#### TEXT PASSAGE
#####
There are two essential components in any radio transmission solution: a transmitter and a receiver. The transmitter is the component which generates and sends the signal, while the receiver is the component which picks up the signal and displays or utilises the information contained within it.
Radio waves are a type of electro-magnetic waves. They are invisible and cannot be detected by humans in any way. The spectrum of radio waves is split into a vast quantity of different frequencies. In the early days of radio transmission, transmitters sent static messages which spanned the entire spectrum of frequencies. Today, because there are thousands of radio waves around us all the time being used for hundreds of different purposes, transmitters use continuous sine waves to send information.
The transmitter takes the data in the message, encodes it onto a sine wave, and transmits it to its destination via radio waves.
The receiver picks up the radio waves and decodes the same message from the sine wave.
The message to be transmitted can take many forms – a basic string of text, a recording of someone’s voice, still or video images. It can all be encoded onto sine waves and sent wirelessly through the air. The process of encoding the information onto the waves is called modulation.
#####
#### DATA LINES

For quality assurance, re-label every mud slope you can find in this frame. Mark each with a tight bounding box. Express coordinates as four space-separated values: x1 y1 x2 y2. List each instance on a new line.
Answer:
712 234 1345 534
#####
#### EXERCISE INSTRUCTIONS
a) Reproduce the radio transmission passage between "Radio waves are" and "via radio waves.", inclusive.
b) Using the radio transmission passage, decide whether each statement agrees with it. Answer yes or no and quote the words that decide it: (i) Humans can detect radio waves. (ii) The receiver decodes the message from the sine wave. (iii) Early transmitters sent information using continuous sine waves.

#### TASK RESPONSES
a)
Radio waves are a type of electro-magnetic waves. They are invisible and cannot be detected by humans in any way. The spectrum of radio waves is split into a vast quantity of different frequencies. In the early days of radio transmission, transmitters sent static messages which spanned the entire spectrum of frequencies. Today, because there are thousands of radio waves around us all the time being used for hundreds of different purposes, transmitters use continuous sine waves to send information.
The transmitter takes the data in the message, encodes it onto a sine wave, and transmits it to its destination via radio waves.

b)
(i) No: "They are invisible and cannot be detected by humans in any way."
(ii) Yes: "The receiver picks up the radio waves and decodes the same message from the sine wave."
(iii) No: "In the early days of radio transmission, transmitters sent static messages which spanned the entire spectrum of frequencies."